>> begin Document segment
The stress solution for an isotropic 2D disk subjected to concentrated loads, Fig. 1, is [21]

$$\sigma_{x} = \frac{2P}{\pi t}\left( {\frac{{\cos \theta_{1} \sin^{2} \theta_{1} }}{{r_{1} }} + \frac{{\cos \theta_{2} \sin^{2} \theta_{2} }}{{r_{2} }}} \right) - \frac{2P}{\pi Dt}$$
(25)
$$\sigma_{y} = \frac{2P}{\pi t}\left( {\frac{{\cos^{3} \theta_{1} }}{{r_{1} }} + \frac{{\cos^{3} \theta_{2} }}{{r_{2} }}} \right) - \frac{2P}{\pi Dt}$$
(26)
$$\tau_{xy} = \frac{2P}{\pi t}\left( {\frac{{\cos^{2} \theta_{1} \sin \theta_{1} }}{{r_{1} }} + \frac{{\cos^{2} \theta_{2} \sin \theta_{2} }}{{r_{2} }}} \right)$$
(27)

Considering the parameters reported in Fig. 1, the following relationship can be written:

$$r_{2}^{2} = r_{2}^{2} + D^{2} - 2r_{1} D\cos \theta_{1}$$
(28)
$$\cos \theta_{2} = \frac{{D^{2} + r_{2}^{2} - r_{1}^{2} }}{{2r_{2} D}} = \frac{{D - r_{1} \cos \theta_{1} }}{{r_{2} }}$$
(29)
$$\sin \theta_{2} \sqrt {1 - \cos^{2} \theta_{2} } = \frac{{r_{1} \sin \theta_{1} }}{{r_{2} }}$$
(30)
$$x = r_{1} \sin \theta_{1}$$
(31)
$$y = \frac{D}{2} - r_{1} \cos \theta_{1}$$
(32)

Manipulating and substituting Eqs. (2832) in Eqs. (2527) we get:

$$\sigma_{x} = \frac{2P}{\pi t}\left[ {\frac{{\left( {\frac{D}{2} - y} \right)x^{2} }}{{\left( {\left( {\frac{D}{2} - y} \right)^{2} + x^{2} } \right)^{2} }} + \frac{{\left( {\frac{D}{2} + y} \right)x^{2} }}{{\left( {\left( {\frac{D}{2} + y} \right)^{2} + x^{2} } \right)^{2} }} - \frac{1}{D}} \right]$$
(33)
$$\sigma_{y} = \frac{2P}{\pi t}\left[ {\frac{{\left( {\frac{D}{2} - y} \right)^{3} }}{{\left( {\left( {\frac{D}{2} - y} \right)^{2} + x^{2} } \right)^{2} }} + \frac{{\left( {\frac{D}{2} + y} \right)^{3} }}{{\left( {\left( {\frac{D}{2} + y} \right)^{2} + x^{2} } \right)^{2} }} - \frac{1}{D}} \right]$$
(34)
$$\tau_{xy} = \frac{2P}{\pi t}\left[ {\frac{{\left( {\frac{D}{2} - y} \right)^{2} x}}{{\left( {\left( {\frac{D}{2} - y} \right)^{2} + x^{2} } \right)^{2} }} + \frac{{\left( {\frac{D}{2} + y} \right)^{2} x}}{{\left( {\left( {\frac{D}{2} + y} \right)^{2} + x^{2} } \right)^{2} }} - \frac{1}{D}} \right]$$
(35)

The equations suggested by ASTM and ISMR standards for the calculation of the tensile strength, \(\sigma_{\text{T}}\), can be obtained from Eq. (33) evaluated at the center of the disk (\(x = 0, y = 0\)), i.e. where \(\sigma_{x}\) stress reaches its maximum tensile value.

$$\sigma_{\text{T}} = - \frac{2P}{\pi Dt}$$
(36)

It is important to underline that, in geopolymer based mortar disks, the tensile strength leads to the failure because its absolute value is much lower than the one recorded in compression.
>> end Document segment
>> begin Extracted information
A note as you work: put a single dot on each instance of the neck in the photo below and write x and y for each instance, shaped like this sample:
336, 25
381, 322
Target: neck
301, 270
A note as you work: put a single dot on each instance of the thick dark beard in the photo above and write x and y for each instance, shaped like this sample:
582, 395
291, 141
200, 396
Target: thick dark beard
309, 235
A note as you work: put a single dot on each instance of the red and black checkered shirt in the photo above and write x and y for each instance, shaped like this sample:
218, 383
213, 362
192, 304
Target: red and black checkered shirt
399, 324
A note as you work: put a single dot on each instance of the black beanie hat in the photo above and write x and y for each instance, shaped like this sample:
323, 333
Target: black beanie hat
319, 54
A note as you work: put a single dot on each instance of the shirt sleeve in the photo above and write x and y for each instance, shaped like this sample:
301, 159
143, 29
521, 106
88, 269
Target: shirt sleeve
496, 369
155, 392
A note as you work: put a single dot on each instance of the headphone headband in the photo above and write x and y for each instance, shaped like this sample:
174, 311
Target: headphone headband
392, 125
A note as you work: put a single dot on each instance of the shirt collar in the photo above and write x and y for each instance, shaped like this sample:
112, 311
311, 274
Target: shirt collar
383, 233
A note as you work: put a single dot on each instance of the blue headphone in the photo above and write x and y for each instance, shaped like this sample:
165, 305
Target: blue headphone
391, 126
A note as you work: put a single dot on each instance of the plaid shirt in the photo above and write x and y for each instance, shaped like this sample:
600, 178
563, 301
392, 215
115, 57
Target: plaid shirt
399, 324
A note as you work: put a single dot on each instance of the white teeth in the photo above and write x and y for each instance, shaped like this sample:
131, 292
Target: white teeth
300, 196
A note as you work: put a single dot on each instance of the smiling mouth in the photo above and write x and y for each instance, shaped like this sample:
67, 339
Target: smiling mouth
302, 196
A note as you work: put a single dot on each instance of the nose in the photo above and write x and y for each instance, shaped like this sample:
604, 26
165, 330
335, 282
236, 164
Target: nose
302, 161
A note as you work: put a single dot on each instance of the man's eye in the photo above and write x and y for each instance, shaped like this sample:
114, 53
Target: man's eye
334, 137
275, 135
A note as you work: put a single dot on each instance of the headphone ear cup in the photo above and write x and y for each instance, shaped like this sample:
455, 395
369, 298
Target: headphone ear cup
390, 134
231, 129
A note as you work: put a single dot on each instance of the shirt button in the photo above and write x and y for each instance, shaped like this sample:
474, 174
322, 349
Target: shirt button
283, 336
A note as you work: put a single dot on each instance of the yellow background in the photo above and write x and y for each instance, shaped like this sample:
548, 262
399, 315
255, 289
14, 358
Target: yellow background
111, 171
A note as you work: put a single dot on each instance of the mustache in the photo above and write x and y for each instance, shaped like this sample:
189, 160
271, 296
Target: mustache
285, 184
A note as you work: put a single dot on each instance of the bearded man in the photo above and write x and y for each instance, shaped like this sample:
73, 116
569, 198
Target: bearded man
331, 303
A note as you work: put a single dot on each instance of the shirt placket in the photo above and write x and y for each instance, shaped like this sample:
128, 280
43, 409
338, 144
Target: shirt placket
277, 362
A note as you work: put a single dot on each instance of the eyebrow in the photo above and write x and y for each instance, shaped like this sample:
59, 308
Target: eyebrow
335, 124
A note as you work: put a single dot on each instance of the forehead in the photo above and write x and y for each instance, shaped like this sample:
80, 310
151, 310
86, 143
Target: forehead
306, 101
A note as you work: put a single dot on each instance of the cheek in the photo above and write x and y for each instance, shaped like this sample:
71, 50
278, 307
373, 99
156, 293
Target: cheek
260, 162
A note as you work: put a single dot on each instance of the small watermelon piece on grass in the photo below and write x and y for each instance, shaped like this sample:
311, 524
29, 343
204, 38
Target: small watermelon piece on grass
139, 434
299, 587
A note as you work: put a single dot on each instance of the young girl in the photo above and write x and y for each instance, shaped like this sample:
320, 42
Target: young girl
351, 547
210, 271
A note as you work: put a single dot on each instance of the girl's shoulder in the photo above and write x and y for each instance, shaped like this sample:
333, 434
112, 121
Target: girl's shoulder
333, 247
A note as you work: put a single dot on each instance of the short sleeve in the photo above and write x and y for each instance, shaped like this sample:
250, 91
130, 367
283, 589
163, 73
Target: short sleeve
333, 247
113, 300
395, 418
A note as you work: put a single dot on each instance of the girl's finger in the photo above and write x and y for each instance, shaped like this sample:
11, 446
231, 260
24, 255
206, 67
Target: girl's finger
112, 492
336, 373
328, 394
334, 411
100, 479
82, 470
>> end Extracted information
[Complete the following]
(1) Using the passage on stresses in a loaded disk, decide whether each statement agrees with it: (a) the tensile strength equation is obtained from Eq. (33) evaluated at the center of the disk; (b) at the center of the disk, the σx stress reaches its maximum compressive value; (c) in geopolymer based mortar disks, compression is what leads to failure. For each, answer yes or no and quote the words that settle it.
(2) Write out the stretch of the passage on stresses in a loaded disk from "It is important" through "recorded in compression.", word for word.
None of this data is needed for what comes next.

[Task responses]
(1)
(a) Yes: "can be obtained from Eq. (33) evaluated at the center of the disk"
(b) No: "reaches its maximum tensile value"
(c) No: "the tensile strength leads to the failure because its absolute value is much lower than the one recorded in compression"

(2)
It is important to underline that, in geopolymer based mortar disks, the tensile strength leads to the failure because its absolute value is much lower than the one recorded in compression.